## Passage extrait
◇ ◇ ◇ ◇

Nouvelle condamnation de la Turquie par la Cour européenne des droits de l’homme : violation de la liberté d’expression
Dans un arrêt du 27 octobre 2020, dans l’affaire Kılıçdaroğlu c. Turquie (requête no 16558/18)[1], la Cour européenne des droits de l’homme dit, à l’unanimité, qu’il y a eu : Violation de l’article 10 (liberté d’expression) de la Convention européenne des droits de l’homme.
L’affaire concerne la condamnation du leader du parti principal de l’opposition (Kemal Kılıçdaroğlu) au paiement de dommages et intérêts pour avoir porté atteinte à la réputation du Premier ministre de l’époque (Recep Tayyip Erdoğan) en raison de deux discours qu’il avait prononcés en 2012 dans l’enceinte parlementaire.
En réalité, Monsieur Erdogan n’a pas apprécié la position exprimée par Kemal Kılıçdaroğlu, lors des débats parlementaires en 2012 et a porté plainte contre lui.
Dans son communiqué, la Cour rappelle les faits : « Le 31 janvier 2012 et le 7 février 2012, M.Kılıçdaroğlu, en sa qualité du chef du CHP, tint respectivement un discours lors de la réunion du groupe parlementaire de son parti. Les discours des 31 janvier et 7 février 2012 portaient sur divers sujets d’actualité, à savoir entre autres, les décisions de justice rendues à l’encontre de protestataires ayant mené des actions contre les projets de centrales hydroélectriques de Tortum (district d’Erzurum, Turquie), l’affaire judiciaire Deniz Feneri, l’événement d’Uludere, une procédure judiciaire devant le Conseil d’État, etc. Dans ses deux discours, M. Kılıçdaroğlu critiqua le Premier ministre de l’époque. Le 1er mars 2012, le Premier ministre engagea deux actions civiles en dommages et intérêts à l’encontre de M. Kılıçdaroğlu, estimant avoir subi une atteinte à son honneur personnel et professionnel ainsi qu’à sa réputation. Le 23 octobre 2012, le tribunal de grande instance d’Ankara rendit deux jugements, condamnant M. Kılıçdaroğlu au paiement de 5 000 livres turques dans chacune des procédures, pour le dommage moral causé à la réputation du Premier ministre. Le pourvoi en cassation de M. Kılıçdaroğlu fut rejeté et son recours individuel devant la Cour constitutionnelle aboutit à un arrêt de non-violation de son droit à la liberté d’expression. »

◇ ◇ ◇ ◇

## Jeu de données
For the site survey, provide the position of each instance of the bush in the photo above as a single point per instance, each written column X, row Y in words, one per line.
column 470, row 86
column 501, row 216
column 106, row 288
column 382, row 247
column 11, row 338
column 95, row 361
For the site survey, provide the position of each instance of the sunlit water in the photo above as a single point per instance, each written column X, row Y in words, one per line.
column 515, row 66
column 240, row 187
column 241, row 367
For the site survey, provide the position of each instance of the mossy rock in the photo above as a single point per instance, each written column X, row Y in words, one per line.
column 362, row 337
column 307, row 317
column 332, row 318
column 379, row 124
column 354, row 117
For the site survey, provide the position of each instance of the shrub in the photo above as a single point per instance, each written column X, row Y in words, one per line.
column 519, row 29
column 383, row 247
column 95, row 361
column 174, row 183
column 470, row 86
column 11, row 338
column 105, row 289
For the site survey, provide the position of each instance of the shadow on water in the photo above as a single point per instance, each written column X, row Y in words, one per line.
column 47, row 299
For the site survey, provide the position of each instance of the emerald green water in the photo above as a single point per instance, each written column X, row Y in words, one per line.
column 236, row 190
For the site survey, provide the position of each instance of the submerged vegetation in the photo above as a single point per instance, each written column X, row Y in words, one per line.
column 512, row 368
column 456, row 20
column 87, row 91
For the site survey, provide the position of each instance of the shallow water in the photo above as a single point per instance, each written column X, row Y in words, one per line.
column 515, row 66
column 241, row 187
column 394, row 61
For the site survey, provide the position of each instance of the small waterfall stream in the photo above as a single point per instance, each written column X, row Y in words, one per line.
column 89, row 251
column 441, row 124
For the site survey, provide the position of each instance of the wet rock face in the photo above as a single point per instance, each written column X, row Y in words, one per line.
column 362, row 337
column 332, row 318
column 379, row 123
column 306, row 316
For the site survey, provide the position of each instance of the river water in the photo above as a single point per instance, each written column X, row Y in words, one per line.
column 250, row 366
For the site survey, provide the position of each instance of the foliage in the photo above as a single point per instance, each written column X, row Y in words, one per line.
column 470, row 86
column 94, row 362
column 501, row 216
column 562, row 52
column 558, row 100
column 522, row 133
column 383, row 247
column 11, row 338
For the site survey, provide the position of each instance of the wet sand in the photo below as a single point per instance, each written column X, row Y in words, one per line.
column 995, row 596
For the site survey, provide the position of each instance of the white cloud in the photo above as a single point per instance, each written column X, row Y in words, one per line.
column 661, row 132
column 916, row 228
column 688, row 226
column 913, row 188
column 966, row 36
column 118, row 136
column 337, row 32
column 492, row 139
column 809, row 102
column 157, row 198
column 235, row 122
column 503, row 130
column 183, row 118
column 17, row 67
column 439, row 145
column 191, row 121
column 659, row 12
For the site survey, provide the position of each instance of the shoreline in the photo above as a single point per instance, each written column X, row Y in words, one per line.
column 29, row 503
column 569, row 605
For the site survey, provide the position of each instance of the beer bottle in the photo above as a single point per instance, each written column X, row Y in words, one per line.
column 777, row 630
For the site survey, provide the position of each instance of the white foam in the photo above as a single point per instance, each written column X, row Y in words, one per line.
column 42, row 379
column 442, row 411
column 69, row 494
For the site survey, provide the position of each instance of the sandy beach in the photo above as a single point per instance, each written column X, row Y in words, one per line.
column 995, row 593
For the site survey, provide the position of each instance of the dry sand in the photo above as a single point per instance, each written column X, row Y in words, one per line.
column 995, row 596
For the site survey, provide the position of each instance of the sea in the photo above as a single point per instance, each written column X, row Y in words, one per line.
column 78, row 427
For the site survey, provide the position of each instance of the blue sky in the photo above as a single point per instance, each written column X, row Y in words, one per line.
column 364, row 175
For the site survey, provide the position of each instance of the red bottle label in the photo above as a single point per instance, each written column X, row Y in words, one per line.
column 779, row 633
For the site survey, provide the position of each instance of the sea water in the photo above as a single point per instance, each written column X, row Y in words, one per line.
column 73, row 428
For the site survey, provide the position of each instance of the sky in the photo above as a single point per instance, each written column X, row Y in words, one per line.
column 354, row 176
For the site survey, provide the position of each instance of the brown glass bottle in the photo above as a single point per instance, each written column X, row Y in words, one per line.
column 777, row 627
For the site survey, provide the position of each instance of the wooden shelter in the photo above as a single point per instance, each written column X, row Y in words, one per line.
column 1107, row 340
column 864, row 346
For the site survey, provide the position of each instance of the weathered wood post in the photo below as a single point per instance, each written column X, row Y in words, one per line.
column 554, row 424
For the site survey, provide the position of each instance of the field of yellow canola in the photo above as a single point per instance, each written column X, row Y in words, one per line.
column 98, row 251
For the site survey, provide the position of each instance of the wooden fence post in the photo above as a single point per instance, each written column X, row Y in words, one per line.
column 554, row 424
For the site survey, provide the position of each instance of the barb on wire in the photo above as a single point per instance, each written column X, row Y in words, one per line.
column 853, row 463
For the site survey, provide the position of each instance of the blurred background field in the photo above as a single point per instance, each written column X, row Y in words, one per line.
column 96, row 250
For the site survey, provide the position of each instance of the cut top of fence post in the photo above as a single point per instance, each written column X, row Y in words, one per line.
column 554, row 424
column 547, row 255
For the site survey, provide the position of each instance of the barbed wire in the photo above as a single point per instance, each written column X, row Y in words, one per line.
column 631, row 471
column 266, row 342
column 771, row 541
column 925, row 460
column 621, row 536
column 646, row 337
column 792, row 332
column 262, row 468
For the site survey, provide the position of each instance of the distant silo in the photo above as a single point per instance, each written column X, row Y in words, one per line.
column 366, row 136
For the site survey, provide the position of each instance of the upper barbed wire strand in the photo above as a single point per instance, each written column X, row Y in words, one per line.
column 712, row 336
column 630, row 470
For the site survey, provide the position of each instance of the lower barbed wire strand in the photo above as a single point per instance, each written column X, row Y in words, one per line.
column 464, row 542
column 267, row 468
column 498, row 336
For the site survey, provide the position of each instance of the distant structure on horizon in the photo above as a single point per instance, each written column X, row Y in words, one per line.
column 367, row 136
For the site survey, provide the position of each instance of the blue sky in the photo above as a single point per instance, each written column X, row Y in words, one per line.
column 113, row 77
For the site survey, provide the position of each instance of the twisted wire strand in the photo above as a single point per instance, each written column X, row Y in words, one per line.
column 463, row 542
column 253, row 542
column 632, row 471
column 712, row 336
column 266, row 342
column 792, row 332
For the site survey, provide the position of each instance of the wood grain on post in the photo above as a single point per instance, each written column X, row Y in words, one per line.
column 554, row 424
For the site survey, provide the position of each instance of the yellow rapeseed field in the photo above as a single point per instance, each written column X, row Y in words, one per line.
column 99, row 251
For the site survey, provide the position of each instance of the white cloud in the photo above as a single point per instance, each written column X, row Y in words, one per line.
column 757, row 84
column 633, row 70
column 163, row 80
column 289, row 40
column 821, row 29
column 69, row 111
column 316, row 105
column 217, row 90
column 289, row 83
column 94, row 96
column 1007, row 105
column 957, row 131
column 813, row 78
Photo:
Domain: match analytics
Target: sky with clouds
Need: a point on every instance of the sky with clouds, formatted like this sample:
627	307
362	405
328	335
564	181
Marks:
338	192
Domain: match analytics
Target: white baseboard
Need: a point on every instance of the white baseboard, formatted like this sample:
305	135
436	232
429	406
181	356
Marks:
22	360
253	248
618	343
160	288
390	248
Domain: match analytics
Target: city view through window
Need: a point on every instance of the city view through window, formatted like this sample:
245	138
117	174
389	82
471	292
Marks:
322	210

◇ ◇ ◇ ◇

## Exercices
**1.** Résumez en deux phrases l'article sur l'affaire Kılıçdaroğlu.
**2.** Prolongez, s'il vous plaît, l'article sur l'affaire Kılıçdaroğlu à la suite de sa dernière phrase.
Les enregistrements sont un matériau à part, indépendant de l'article sur l'affaire Kılıçdaroğlu.

## Corrigés
**1.** Par un arrêt rendu à l'unanimité le 27 octobre 2020 dans l'affaire Kılıçdaroğlu c. Turquie, la Cour européenne des droits de l'homme a conclu à une violation de l'article 10 de la Convention, qui protège la liberté d'expression. L'affaire concerne Kemal Kılıçdaroğlu, chef du principal parti d'opposition, condamné à verser à deux reprises 5 000 livres turques au Premier ministre de l'époque, Recep Tayyip Erdoğan, pour deux discours critiques prononcés au Parlement en 2012, après quoi son pourvoi en cassation a été rejeté et la Cour constitutionnelle n'a relevé aucune violation.

**2.**
Erdogan a pris petit à petit, le contrôle de toutes les institutions turques, empêchant la démocratie de fonctionner normalement et imposant sa volonté à tous les niveaux ; de ce fait certains qualifie la Turquie de « démocrature » ou encore carrément, de dictature autoritaire…
Pour la Cour, les deux discours concernaient des sujets d’intérêt général liés, notamment, à des affaires judiciaires relatives à des allégations d’abus de confiance, à une tragédie humaine provoquée par un bombardement de l’aviation turque et à la construction de centrales hydroélectriques. Il était donc naturel que, en tant que personnage politique de premier rang, le Premier ministre vît ses paroles, ses faits et ses gestes être placés sous le contrôle sévère de l’un de ses principaux concurrents politiques. Par ailleurs, les deux discours concernaient des sujets d’actualité ; ils ne visaient pas directement la vie privée du Premier ministre ; et ils reposaient sur certains éléments factuels. D’ailleurs, M. Kılıçdaroğlu les a tenus en sa qualité d’élu dans l’enceinte parlementaire. À cet égard, la Cour rappelle que, précieuse pour chacun, la liberté d’expression l’est tout particulièrement pour un élu du peuple (…).
Par conséquent, la Cour a jugé que les juridictions nationales n’ont pas tenu compte dans une juste mesure des principes et critères de mise en balance entre le droit au respect de la vie privée (du Premier ministre) et le droit à la liberté d’expression (de M. Kılıçdaroğlu) définis par la jurisprudence de la Cour.
La Cour a condamné la Turquie à verser à M. Kılıçdaroğlu 6 385 euros (EUR) pour dommage matériel, 5 000 EUR pour dommage moral, et 1 662 EUR pour frais et dépens.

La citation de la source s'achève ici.